_Work item a_
In the recipe below, the ingredient list has a "Cake" heading. Name every ingredient listed under that heading, before "Directions", without the amounts.
*** Study text ***
Grated zest and juice of 2 medium or large lemons
¾ cup plus 2 tablespoons sugar
4 large eggs
6 tablespoons unsalted butter, cubed
Cake
9 tablespoons unsalted butter, softened
1 cup plus 1 tablespoon flour
3/4 to 1 cup plus 1 to 2 tablespoons sugar (I used 3/4 cup when I baked this with the Nutella topping)
1 teaspoon baking powder
½ teaspoon kosher salt
2 large eggs
½ cup almond flour

Directions

Lemon Curd

  1. In a medium sized saucepan, beat together the lemon zest, lemon juice, sugar, and eggs.
  2. Add the butter, and place over a saucepan over low heat until the butter melts.
  3. Over low-medium heat, cook the mixture while stirring constantly with a rubber spatula or wooden spoon, until it thickens into curd (I like to do this slowly over lower temperature so that the egg doesn’t cook too quickly.  Depending on the heat you use, it could take about 5-12 minutes to get the curd to the right consistency.  Do not let it boil!  For a visual of how to tell when your lemon curd is ready, check out this page.).
  4. Using a fine sieve, strain the lemon curd into a bowl (this will help get rid of any cooked egg whites and ensure the curd is smooth).
  5. Press plastic wrap onto the surface of the lemon curd to keep a skin from forming. Refrigerate the lemon curd until it is cool (at least 1 1/2 hours).

Cake

  1. Preheat the oven to 350°F.
***
_Work item b_
Return every line of the listing from the collection below exactly as it stands, leaving out the picture.
*** Source records ***
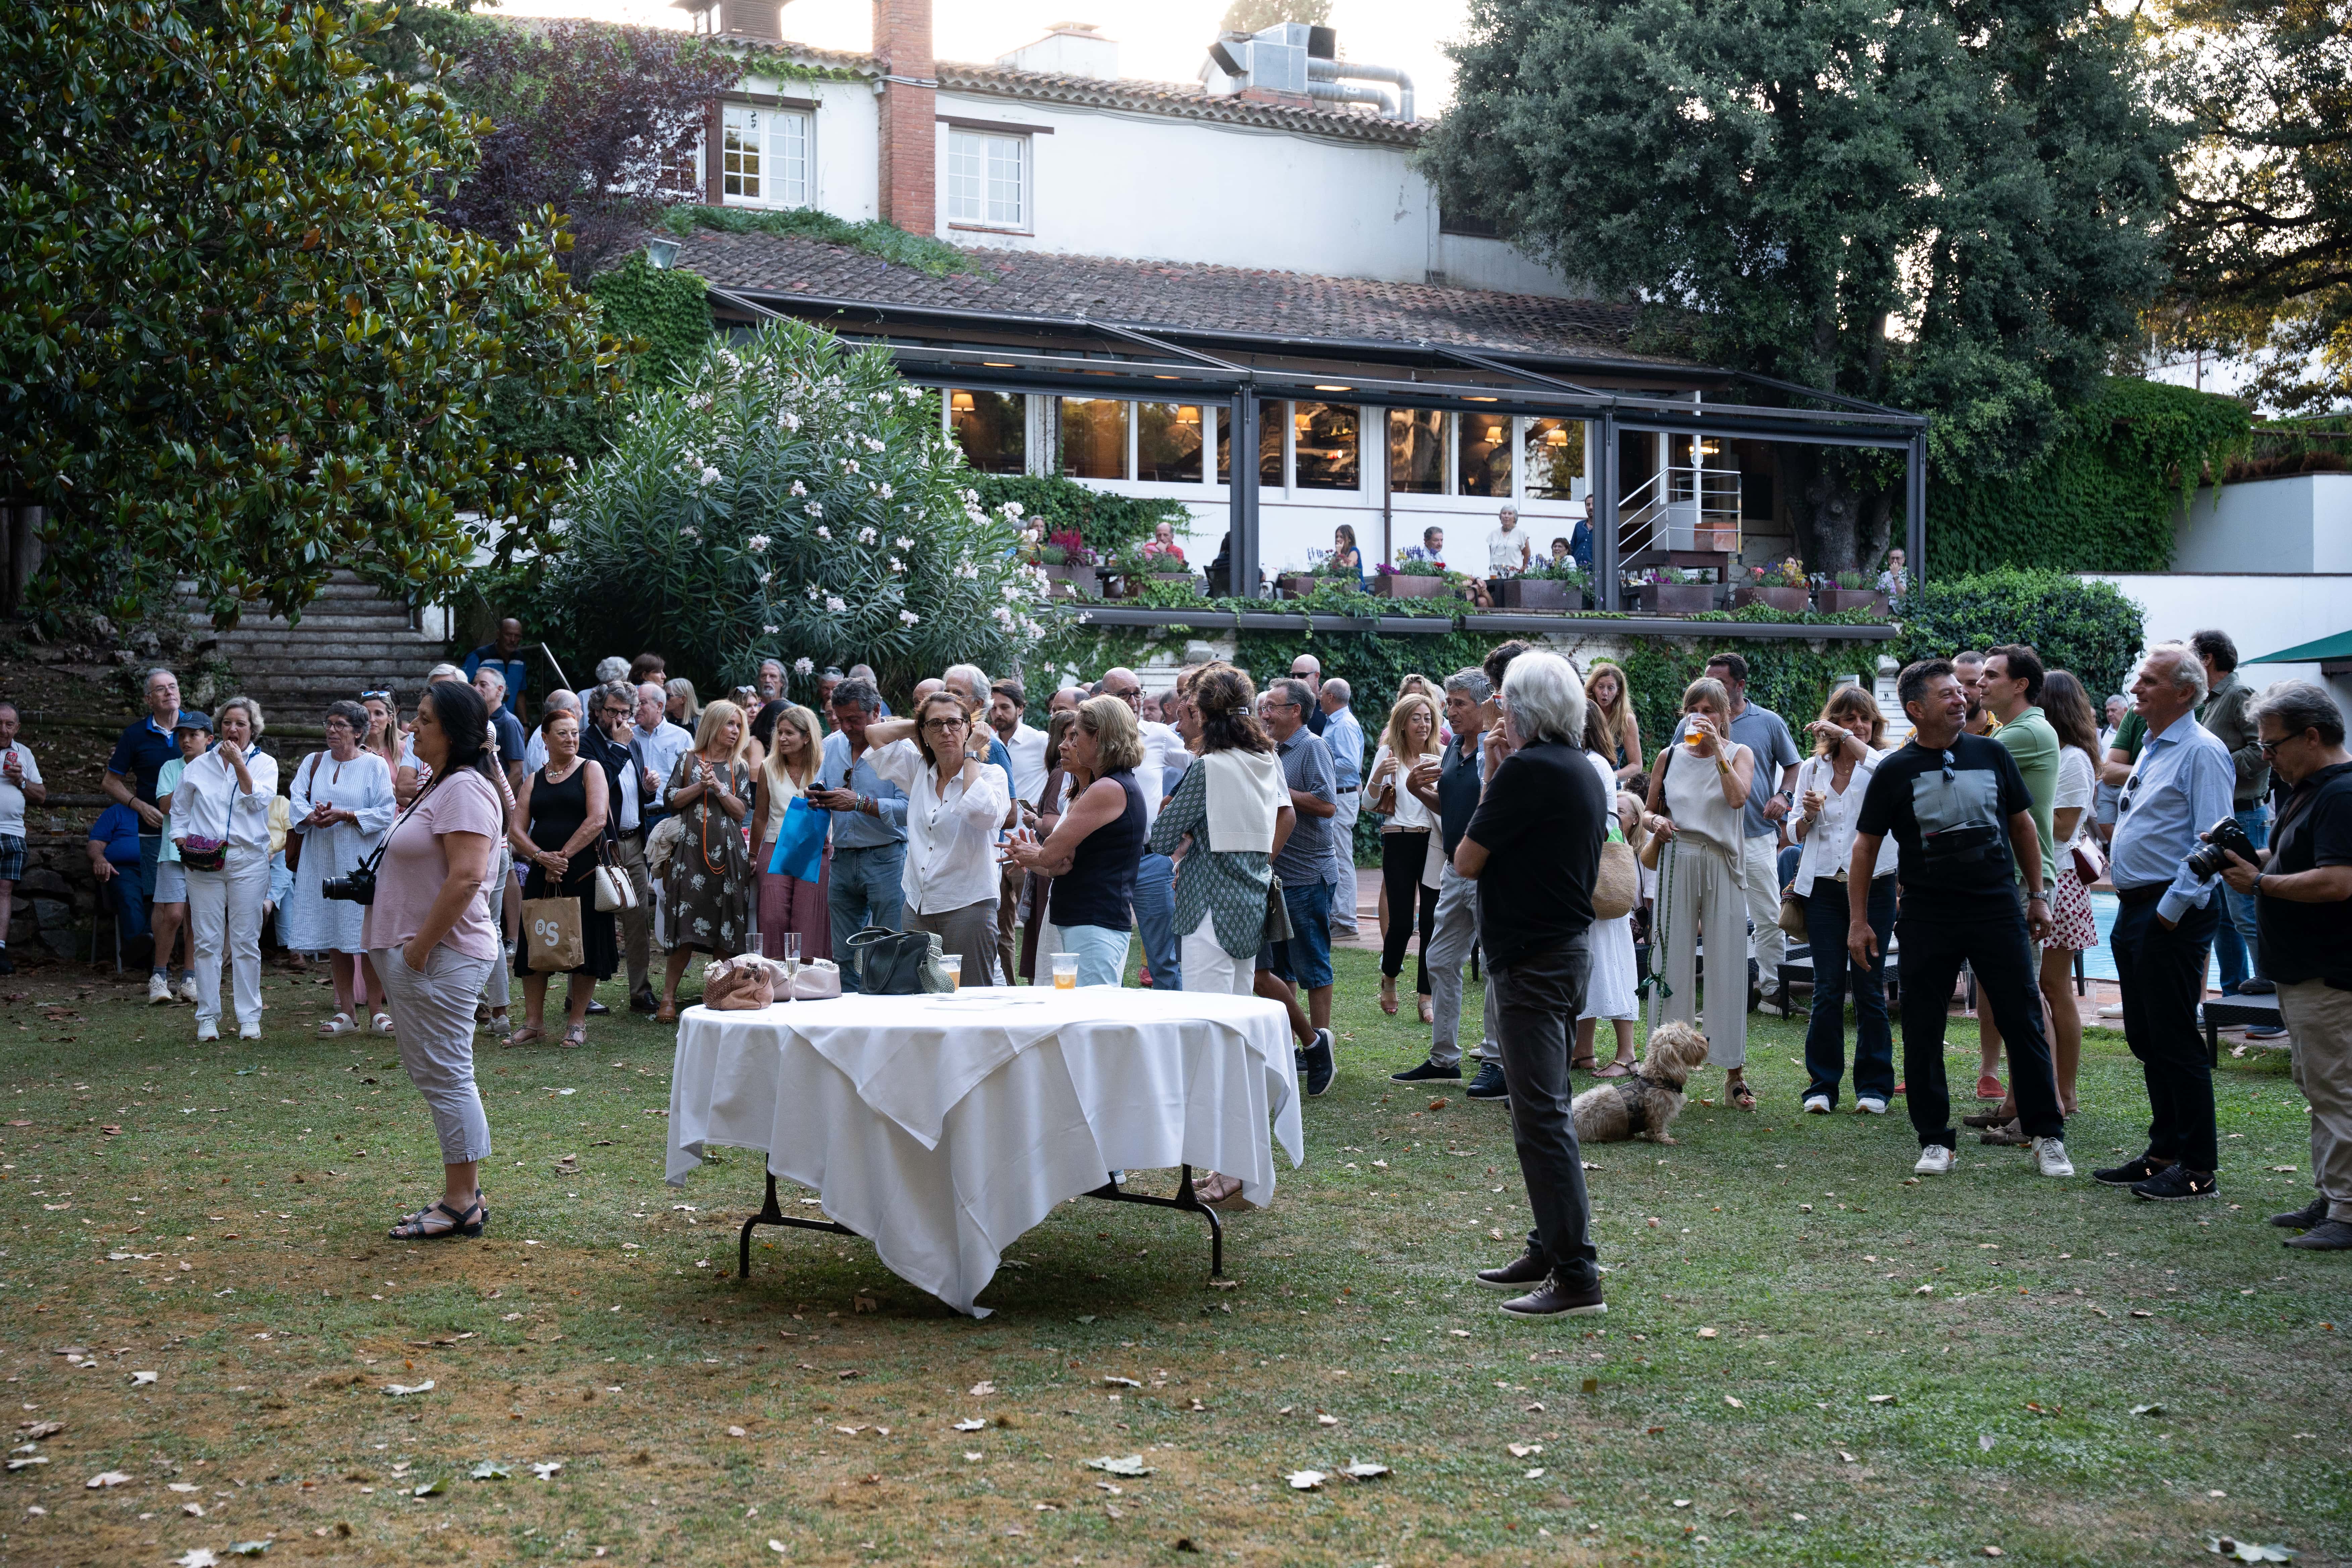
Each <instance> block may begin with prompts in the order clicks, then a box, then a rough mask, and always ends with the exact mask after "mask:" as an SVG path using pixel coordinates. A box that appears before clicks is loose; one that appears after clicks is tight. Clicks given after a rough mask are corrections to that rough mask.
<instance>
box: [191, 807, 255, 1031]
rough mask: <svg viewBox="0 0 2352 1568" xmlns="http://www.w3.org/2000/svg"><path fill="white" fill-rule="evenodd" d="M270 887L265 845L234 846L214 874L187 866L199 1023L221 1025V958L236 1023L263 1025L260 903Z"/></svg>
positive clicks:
***
_Your solution a_
- unsalted butter
- flour
- sugar
- baking powder
- kosher salt
- eggs
- almond flour

_Your solution b_
Each <instance> block may begin with prompts in the order clicks, then a box, then a rough mask, and always ends with the exact mask after "mask:" as an SVG path using pixel coordinates. A box that appears before clicks is loose; one that appears after clicks is tight. Clicks given after a rough mask are corrections to that rough mask.
<instance>
box: [191, 807, 255, 1031]
rough mask: <svg viewBox="0 0 2352 1568" xmlns="http://www.w3.org/2000/svg"><path fill="white" fill-rule="evenodd" d="M270 887L265 845L234 846L214 874L187 866L199 1023L221 1025V958L236 1023L263 1025L260 903Z"/></svg>
positive clicks:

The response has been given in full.